# start of The records
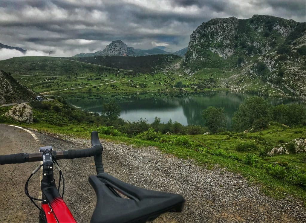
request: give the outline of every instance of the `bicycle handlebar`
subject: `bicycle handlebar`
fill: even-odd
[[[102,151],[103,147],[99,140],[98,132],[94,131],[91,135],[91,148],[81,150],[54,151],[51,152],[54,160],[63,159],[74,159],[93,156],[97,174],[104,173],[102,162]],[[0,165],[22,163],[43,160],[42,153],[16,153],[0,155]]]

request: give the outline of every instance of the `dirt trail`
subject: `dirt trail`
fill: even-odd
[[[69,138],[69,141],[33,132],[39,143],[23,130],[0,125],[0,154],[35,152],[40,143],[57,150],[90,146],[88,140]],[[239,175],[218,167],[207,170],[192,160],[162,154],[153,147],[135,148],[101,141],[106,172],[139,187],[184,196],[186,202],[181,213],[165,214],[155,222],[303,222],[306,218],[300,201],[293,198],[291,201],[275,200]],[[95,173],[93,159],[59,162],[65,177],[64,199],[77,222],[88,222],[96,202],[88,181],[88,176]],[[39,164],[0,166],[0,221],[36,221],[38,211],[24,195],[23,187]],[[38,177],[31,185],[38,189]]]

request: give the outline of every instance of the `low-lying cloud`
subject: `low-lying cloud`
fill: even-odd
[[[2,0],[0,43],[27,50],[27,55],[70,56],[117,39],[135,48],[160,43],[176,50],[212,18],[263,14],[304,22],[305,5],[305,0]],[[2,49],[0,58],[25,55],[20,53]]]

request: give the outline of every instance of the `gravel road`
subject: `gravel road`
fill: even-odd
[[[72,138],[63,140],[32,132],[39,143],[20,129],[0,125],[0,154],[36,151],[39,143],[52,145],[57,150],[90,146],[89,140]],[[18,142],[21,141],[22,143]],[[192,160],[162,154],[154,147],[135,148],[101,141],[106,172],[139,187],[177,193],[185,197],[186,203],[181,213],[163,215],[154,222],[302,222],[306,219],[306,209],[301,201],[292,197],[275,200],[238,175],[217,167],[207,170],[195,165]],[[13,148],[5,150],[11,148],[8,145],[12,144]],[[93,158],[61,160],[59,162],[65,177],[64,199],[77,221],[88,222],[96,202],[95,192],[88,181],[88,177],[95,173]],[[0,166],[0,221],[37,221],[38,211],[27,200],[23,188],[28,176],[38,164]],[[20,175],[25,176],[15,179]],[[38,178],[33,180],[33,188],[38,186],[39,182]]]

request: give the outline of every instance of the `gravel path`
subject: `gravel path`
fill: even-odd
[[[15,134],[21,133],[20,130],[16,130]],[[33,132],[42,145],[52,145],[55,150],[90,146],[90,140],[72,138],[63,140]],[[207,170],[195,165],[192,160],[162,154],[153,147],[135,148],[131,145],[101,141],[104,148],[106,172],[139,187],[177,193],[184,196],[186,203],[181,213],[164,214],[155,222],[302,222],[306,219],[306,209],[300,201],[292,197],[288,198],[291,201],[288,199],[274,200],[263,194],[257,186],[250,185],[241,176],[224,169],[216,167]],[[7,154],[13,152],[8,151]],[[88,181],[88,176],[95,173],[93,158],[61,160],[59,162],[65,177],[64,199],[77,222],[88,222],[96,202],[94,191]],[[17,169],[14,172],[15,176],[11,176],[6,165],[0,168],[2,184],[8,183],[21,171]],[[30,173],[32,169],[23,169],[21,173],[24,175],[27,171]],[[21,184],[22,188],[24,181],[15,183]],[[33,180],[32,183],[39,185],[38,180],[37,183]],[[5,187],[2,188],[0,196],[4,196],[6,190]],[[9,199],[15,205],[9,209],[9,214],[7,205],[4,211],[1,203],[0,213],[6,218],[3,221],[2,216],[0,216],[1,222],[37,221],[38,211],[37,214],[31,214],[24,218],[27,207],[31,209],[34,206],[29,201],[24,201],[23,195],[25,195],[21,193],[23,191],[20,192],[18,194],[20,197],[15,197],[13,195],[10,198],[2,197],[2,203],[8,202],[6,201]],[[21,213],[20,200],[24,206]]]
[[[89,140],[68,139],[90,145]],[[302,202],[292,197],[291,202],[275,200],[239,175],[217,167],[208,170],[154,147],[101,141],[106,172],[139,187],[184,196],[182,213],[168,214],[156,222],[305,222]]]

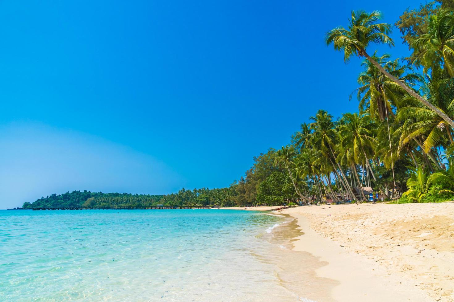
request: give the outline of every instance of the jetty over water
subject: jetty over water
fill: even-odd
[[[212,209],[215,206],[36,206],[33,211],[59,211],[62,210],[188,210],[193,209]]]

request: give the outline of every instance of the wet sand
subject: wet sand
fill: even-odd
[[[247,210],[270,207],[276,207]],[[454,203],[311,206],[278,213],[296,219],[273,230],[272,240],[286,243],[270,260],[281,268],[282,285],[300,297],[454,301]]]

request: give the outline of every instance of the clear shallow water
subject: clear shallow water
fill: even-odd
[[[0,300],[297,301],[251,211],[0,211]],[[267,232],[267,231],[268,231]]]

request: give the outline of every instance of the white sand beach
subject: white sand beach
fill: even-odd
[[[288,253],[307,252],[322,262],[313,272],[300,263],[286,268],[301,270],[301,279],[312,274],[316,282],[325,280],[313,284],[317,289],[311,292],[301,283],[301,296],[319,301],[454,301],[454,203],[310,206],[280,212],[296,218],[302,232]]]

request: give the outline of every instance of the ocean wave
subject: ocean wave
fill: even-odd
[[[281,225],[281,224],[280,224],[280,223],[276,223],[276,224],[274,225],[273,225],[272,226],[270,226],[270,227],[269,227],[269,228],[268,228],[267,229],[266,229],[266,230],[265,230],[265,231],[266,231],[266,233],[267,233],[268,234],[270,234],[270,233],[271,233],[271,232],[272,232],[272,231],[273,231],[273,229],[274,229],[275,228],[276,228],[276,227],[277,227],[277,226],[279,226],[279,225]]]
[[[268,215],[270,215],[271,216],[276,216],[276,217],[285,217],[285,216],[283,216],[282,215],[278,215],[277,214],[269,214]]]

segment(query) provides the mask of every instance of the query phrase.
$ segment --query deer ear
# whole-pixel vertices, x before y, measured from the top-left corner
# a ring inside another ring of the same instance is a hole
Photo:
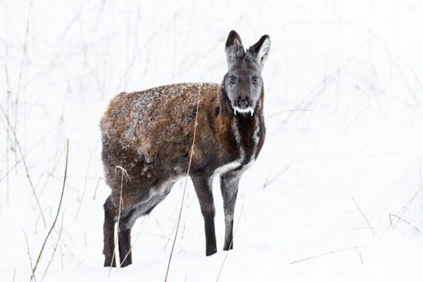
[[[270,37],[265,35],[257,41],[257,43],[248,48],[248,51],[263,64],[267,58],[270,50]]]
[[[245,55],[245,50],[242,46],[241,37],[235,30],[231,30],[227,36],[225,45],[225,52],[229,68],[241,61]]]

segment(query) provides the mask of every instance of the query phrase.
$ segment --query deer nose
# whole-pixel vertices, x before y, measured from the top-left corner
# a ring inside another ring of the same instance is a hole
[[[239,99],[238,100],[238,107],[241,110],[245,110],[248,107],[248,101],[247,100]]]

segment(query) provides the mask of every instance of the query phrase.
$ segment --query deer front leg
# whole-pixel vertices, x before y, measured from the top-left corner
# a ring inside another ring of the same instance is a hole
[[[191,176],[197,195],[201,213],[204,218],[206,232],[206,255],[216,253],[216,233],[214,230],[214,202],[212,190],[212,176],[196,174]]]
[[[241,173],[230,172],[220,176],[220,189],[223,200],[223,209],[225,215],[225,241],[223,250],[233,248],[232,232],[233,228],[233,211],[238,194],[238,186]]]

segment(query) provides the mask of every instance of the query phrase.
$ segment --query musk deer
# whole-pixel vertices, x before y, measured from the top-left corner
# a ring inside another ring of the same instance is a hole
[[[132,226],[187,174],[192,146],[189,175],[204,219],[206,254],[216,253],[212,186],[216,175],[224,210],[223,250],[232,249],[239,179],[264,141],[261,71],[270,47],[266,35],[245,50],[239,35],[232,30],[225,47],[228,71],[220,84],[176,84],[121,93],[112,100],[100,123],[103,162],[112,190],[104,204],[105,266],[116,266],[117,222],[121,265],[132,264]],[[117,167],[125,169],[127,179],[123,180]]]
# end of The records
# start of The records
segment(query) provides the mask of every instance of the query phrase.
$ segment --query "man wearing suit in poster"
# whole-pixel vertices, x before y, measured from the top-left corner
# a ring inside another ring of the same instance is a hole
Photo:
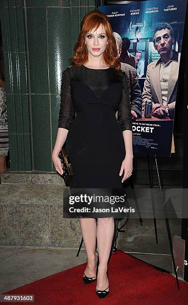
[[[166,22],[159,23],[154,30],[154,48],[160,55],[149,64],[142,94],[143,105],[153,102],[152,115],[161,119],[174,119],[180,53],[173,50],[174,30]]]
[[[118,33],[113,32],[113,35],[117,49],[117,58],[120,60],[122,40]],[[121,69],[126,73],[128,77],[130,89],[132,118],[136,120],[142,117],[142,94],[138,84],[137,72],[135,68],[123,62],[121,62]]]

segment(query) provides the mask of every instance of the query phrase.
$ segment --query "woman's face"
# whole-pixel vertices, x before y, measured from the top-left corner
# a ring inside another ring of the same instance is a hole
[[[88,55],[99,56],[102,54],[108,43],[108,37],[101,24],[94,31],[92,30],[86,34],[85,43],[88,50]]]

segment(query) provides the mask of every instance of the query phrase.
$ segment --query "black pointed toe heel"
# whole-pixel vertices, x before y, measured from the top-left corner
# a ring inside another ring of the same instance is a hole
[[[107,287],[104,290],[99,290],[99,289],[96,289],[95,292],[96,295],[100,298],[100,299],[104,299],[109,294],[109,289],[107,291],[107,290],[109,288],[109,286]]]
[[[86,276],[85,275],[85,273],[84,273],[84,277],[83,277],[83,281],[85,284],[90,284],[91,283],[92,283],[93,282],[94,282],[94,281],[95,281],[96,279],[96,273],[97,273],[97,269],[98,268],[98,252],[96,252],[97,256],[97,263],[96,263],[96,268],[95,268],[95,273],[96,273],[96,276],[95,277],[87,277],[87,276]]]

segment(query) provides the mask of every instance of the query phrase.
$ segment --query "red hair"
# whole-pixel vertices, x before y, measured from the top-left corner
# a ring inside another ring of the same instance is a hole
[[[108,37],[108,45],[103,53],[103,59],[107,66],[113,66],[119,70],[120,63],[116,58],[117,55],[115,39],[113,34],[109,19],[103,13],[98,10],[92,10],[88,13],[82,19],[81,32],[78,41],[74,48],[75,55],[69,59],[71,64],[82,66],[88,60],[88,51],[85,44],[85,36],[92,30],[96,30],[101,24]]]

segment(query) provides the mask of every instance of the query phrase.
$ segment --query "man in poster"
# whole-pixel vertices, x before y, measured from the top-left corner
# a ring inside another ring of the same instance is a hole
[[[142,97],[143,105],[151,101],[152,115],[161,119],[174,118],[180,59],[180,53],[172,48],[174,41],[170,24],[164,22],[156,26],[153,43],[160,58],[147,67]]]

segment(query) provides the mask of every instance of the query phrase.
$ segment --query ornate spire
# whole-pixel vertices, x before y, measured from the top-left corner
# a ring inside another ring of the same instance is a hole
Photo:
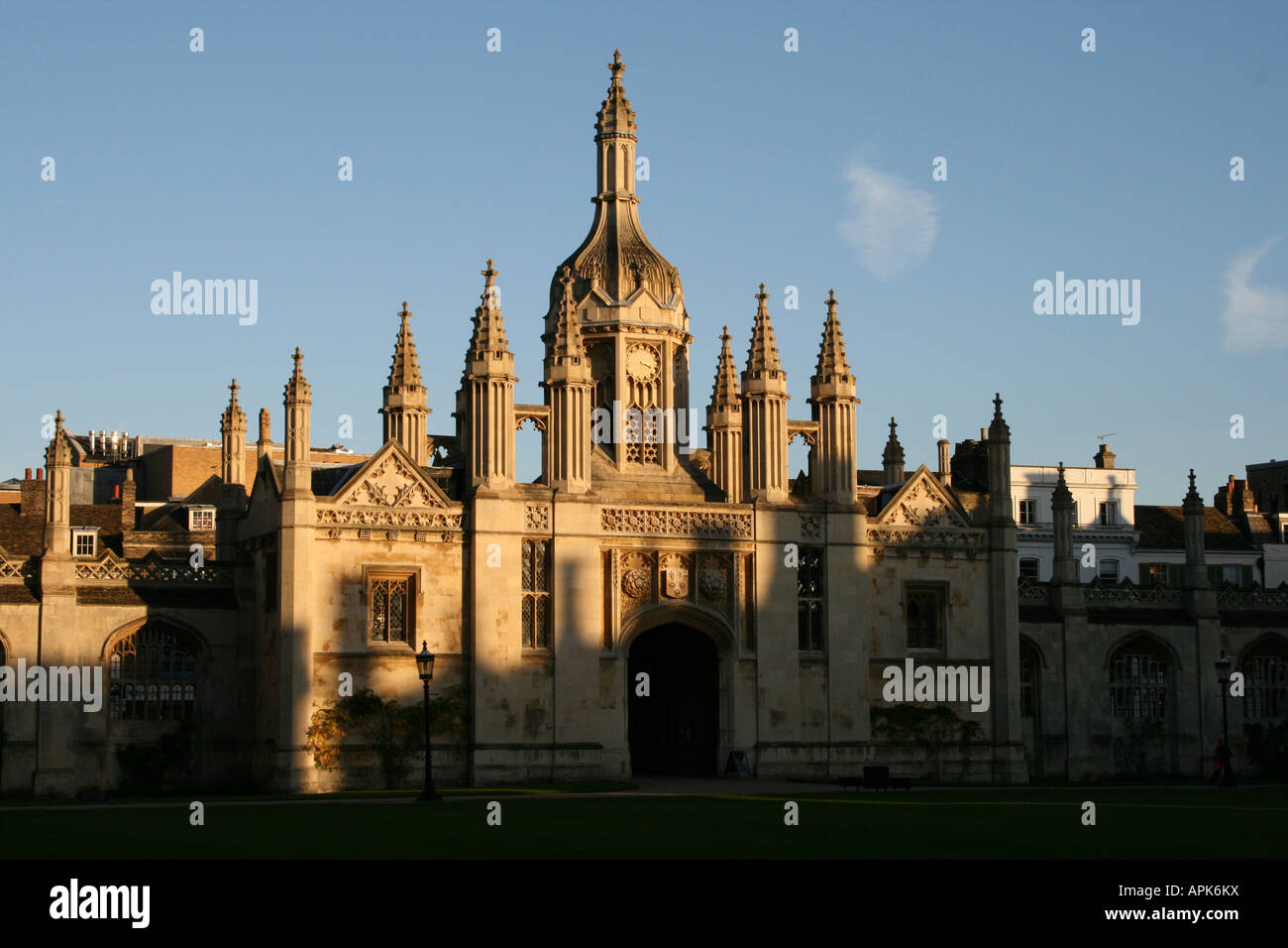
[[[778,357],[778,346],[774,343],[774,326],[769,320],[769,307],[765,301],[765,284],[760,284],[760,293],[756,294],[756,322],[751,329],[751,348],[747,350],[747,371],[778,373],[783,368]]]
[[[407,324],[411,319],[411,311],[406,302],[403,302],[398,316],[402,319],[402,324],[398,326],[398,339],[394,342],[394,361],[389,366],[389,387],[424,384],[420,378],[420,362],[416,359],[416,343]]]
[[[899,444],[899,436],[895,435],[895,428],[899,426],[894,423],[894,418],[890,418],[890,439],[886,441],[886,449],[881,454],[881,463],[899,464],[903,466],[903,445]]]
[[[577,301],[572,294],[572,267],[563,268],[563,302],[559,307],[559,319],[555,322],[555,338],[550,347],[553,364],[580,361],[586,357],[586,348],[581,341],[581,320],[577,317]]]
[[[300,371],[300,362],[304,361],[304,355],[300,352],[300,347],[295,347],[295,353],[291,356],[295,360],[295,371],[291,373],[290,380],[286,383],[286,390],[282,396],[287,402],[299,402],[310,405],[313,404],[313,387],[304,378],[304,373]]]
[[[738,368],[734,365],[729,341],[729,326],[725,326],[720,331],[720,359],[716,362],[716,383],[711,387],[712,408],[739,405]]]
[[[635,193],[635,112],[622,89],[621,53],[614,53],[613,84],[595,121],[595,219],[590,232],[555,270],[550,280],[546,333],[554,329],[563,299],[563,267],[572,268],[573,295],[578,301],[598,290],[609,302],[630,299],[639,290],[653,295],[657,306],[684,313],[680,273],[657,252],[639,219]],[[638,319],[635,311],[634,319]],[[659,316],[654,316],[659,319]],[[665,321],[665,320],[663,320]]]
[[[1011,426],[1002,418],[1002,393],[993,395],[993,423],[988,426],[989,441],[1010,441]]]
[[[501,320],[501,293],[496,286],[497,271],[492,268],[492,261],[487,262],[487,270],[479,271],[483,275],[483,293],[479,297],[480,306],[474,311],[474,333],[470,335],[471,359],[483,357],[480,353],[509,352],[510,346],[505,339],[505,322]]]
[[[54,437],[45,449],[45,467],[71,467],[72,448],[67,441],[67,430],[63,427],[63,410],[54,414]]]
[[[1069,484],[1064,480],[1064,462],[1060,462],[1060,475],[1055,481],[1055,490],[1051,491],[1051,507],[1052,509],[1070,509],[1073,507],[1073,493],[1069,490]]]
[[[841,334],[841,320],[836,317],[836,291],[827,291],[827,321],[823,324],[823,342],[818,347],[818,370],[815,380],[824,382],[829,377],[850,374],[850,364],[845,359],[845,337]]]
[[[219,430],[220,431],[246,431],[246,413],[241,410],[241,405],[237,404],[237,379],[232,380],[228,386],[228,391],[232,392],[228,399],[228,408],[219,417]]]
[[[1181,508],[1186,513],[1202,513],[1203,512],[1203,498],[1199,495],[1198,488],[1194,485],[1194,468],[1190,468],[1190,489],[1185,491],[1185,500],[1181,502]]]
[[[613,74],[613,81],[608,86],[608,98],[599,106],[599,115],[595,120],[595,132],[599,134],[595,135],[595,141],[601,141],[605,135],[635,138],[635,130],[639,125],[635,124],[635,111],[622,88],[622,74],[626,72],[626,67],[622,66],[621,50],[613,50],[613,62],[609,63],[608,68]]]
# end of The records
> **Problem details**: State how many lines of the material above contain the string "wave", treating case as significant. Reply with the number alone.

> **Written answer**: 2